Input material:
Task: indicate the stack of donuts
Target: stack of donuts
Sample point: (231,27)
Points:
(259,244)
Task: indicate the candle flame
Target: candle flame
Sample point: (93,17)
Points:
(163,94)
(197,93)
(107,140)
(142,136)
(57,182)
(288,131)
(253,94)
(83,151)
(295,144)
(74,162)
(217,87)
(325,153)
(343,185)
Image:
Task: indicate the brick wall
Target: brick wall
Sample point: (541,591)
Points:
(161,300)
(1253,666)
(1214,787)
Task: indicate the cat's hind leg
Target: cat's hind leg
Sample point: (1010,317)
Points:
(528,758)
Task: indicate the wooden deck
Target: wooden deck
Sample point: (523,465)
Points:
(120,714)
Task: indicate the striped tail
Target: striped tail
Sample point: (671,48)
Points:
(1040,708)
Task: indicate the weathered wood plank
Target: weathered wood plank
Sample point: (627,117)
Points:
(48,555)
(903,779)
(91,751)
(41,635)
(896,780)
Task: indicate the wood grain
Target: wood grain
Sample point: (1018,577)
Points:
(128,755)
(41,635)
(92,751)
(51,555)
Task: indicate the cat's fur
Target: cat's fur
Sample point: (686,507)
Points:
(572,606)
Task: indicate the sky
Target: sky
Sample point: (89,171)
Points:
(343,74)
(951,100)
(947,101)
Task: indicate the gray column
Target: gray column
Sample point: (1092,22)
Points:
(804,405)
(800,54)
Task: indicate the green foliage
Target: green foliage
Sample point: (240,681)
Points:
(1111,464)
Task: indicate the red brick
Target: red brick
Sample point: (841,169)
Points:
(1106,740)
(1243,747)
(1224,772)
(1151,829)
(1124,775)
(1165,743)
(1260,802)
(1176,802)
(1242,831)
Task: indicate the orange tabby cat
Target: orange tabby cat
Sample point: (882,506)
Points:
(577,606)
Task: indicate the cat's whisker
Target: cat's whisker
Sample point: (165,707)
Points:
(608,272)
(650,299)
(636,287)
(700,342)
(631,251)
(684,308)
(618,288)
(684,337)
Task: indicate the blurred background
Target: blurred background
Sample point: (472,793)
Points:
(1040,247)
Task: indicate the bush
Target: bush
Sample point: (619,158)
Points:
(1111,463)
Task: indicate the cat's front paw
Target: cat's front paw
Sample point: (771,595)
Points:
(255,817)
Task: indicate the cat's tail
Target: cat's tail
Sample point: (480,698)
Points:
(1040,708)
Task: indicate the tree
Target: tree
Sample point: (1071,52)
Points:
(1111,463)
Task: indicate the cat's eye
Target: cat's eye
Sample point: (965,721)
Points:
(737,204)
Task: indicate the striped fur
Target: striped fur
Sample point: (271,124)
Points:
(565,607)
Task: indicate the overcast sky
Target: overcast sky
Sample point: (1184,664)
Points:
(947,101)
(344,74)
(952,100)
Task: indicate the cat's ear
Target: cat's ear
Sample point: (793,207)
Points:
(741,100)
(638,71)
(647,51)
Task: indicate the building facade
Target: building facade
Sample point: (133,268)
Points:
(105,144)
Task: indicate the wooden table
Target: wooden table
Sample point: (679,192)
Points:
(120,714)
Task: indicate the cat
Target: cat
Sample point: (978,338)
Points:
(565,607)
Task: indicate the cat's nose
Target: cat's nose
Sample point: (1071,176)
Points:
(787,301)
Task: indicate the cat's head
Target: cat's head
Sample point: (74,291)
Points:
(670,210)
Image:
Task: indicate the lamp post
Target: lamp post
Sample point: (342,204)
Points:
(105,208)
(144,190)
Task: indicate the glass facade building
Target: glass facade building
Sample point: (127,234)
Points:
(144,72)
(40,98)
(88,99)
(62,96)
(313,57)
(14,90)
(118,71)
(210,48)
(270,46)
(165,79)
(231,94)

Your goal: Determine how many lines of the data contain "grain" and give nothing but that number.

Result: 2